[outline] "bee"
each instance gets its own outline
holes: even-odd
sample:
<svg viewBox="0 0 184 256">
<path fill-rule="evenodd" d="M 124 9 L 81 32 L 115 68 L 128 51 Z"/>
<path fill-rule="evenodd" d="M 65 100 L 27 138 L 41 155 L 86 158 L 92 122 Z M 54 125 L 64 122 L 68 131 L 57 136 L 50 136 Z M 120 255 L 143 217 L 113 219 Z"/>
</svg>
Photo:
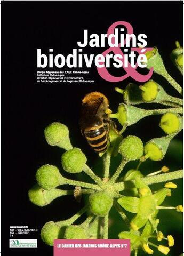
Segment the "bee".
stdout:
<svg viewBox="0 0 184 256">
<path fill-rule="evenodd" d="M 79 125 L 82 134 L 96 152 L 106 151 L 111 121 L 109 101 L 102 93 L 91 92 L 82 100 Z"/>
</svg>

=====

» Task
Copy the listing above line for line, without any changes, and omit the pictures from your copy.

» Exercise result
[outline] "bee"
each instance gets its own outline
holes: even-odd
sample:
<svg viewBox="0 0 184 256">
<path fill-rule="evenodd" d="M 124 9 L 81 32 L 115 68 L 128 51 Z"/>
<path fill-rule="evenodd" d="M 65 100 L 27 138 L 41 155 L 86 158 L 92 122 Z M 54 125 L 64 122 L 68 131 L 57 136 L 50 136 Z M 120 255 L 143 217 L 113 219 Z"/>
</svg>
Photo:
Segment the "bee".
stdout:
<svg viewBox="0 0 184 256">
<path fill-rule="evenodd" d="M 79 125 L 82 134 L 96 152 L 106 151 L 111 121 L 109 101 L 102 93 L 91 92 L 82 100 Z"/>
</svg>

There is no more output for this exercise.